_Task description_
Collect every line below that contains the word "sidewalk" and copy each one in full.
— begin Input records —
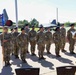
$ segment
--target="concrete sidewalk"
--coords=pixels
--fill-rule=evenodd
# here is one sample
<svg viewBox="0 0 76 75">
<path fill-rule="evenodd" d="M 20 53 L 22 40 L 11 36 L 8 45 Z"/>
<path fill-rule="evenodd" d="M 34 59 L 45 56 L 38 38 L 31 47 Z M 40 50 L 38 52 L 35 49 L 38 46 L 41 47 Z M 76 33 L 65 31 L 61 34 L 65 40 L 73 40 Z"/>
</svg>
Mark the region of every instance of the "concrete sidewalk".
<svg viewBox="0 0 76 75">
<path fill-rule="evenodd" d="M 51 54 L 47 55 L 46 50 L 44 52 L 44 57 L 46 60 L 38 60 L 37 56 L 31 56 L 27 54 L 27 64 L 23 64 L 20 59 L 15 59 L 14 56 L 11 56 L 11 66 L 10 67 L 3 67 L 3 62 L 0 61 L 0 75 L 15 75 L 16 68 L 40 68 L 40 75 L 56 75 L 56 67 L 59 66 L 68 66 L 68 65 L 76 65 L 76 54 L 70 55 L 69 51 L 69 44 L 66 44 L 65 49 L 67 50 L 66 53 L 60 52 L 62 57 L 57 58 L 55 57 L 55 46 L 52 44 L 51 46 Z M 76 50 L 76 47 L 75 47 Z M 76 52 L 76 51 L 75 51 Z M 38 50 L 36 50 L 36 54 Z M 0 47 L 0 59 L 2 60 L 2 50 Z"/>
</svg>

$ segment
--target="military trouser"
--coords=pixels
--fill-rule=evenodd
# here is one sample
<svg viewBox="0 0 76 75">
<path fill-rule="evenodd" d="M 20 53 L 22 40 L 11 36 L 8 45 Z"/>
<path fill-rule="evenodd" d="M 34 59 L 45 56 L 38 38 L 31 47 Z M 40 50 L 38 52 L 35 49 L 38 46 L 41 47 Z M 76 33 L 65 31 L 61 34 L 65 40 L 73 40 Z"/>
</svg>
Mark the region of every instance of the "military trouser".
<svg viewBox="0 0 76 75">
<path fill-rule="evenodd" d="M 39 55 L 39 58 L 43 57 L 43 53 L 44 53 L 44 49 L 45 49 L 45 44 L 42 45 L 42 44 L 38 44 L 38 55 Z"/>
<path fill-rule="evenodd" d="M 55 43 L 55 53 L 56 55 L 59 55 L 59 52 L 60 52 L 60 49 L 61 49 L 61 43 Z"/>
<path fill-rule="evenodd" d="M 20 51 L 21 51 L 21 53 L 20 53 L 21 59 L 22 59 L 22 60 L 25 60 L 25 58 L 26 58 L 26 53 L 27 53 L 27 48 L 26 48 L 26 47 L 21 47 L 21 48 L 20 48 Z"/>
<path fill-rule="evenodd" d="M 50 46 L 51 46 L 51 42 L 47 42 L 46 43 L 46 50 L 47 50 L 47 52 L 50 52 Z"/>
<path fill-rule="evenodd" d="M 75 40 L 69 41 L 69 51 L 74 51 Z"/>
<path fill-rule="evenodd" d="M 36 41 L 30 41 L 31 45 L 31 54 L 35 53 Z"/>
<path fill-rule="evenodd" d="M 65 39 L 61 40 L 61 50 L 64 50 L 65 48 Z"/>
<path fill-rule="evenodd" d="M 14 54 L 14 43 L 11 42 L 11 54 Z"/>
<path fill-rule="evenodd" d="M 15 55 L 15 56 L 18 56 L 18 53 L 19 53 L 19 47 L 18 47 L 17 44 L 15 43 L 15 44 L 14 44 L 14 55 Z"/>
<path fill-rule="evenodd" d="M 3 47 L 2 46 L 2 52 L 3 52 L 3 61 L 7 61 L 9 62 L 10 61 L 10 48 L 7 46 L 7 47 Z"/>
</svg>

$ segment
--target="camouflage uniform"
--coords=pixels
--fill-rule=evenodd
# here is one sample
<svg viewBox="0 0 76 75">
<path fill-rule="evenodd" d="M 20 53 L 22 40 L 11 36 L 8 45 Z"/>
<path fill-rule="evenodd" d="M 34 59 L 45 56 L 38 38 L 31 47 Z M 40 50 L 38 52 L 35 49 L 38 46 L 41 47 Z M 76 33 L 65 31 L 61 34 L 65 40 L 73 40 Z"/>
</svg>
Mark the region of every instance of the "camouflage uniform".
<svg viewBox="0 0 76 75">
<path fill-rule="evenodd" d="M 53 34 L 53 40 L 54 40 L 54 43 L 55 43 L 56 56 L 60 56 L 59 55 L 59 52 L 60 52 L 60 49 L 61 49 L 61 33 L 60 33 L 60 31 L 56 31 Z"/>
<path fill-rule="evenodd" d="M 67 32 L 67 38 L 68 38 L 68 41 L 69 41 L 69 51 L 70 53 L 73 53 L 74 51 L 74 45 L 75 45 L 75 39 L 72 38 L 72 33 L 71 31 L 75 31 L 75 29 L 69 29 L 68 32 Z"/>
<path fill-rule="evenodd" d="M 18 39 L 18 45 L 21 51 L 20 57 L 22 61 L 25 61 L 26 52 L 27 52 L 28 35 L 21 33 L 18 35 L 17 39 Z"/>
<path fill-rule="evenodd" d="M 66 43 L 66 29 L 65 28 L 61 28 L 61 49 L 62 52 L 65 51 L 64 47 L 65 47 L 65 43 Z"/>
<path fill-rule="evenodd" d="M 44 49 L 45 49 L 45 33 L 39 31 L 37 33 L 37 44 L 39 50 L 39 58 L 43 57 Z"/>
<path fill-rule="evenodd" d="M 14 54 L 14 41 L 13 41 L 13 32 L 10 33 L 11 34 L 11 54 Z"/>
<path fill-rule="evenodd" d="M 13 34 L 12 34 L 12 36 L 13 36 L 13 45 L 14 45 L 14 55 L 15 55 L 15 57 L 17 57 L 18 58 L 18 51 L 19 51 L 19 48 L 18 48 L 18 46 L 17 46 L 17 36 L 18 36 L 18 32 L 14 32 Z"/>
<path fill-rule="evenodd" d="M 46 38 L 46 50 L 47 53 L 50 53 L 50 46 L 51 46 L 51 42 L 52 42 L 52 33 L 51 32 L 46 32 L 45 33 L 45 38 Z"/>
<path fill-rule="evenodd" d="M 1 46 L 2 46 L 2 52 L 3 52 L 3 60 L 5 61 L 5 65 L 9 64 L 10 61 L 10 41 L 11 41 L 11 34 L 10 33 L 2 33 L 0 35 L 1 39 Z M 7 42 L 4 42 L 4 40 L 7 40 Z"/>
<path fill-rule="evenodd" d="M 31 30 L 29 32 L 29 41 L 30 41 L 30 45 L 31 45 L 31 54 L 34 55 L 35 54 L 35 46 L 36 46 L 36 31 Z"/>
</svg>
— end Input records —
_Response to this exercise_
--target="concrete sidewalk"
Mark the region of every instance of the "concrete sidewalk".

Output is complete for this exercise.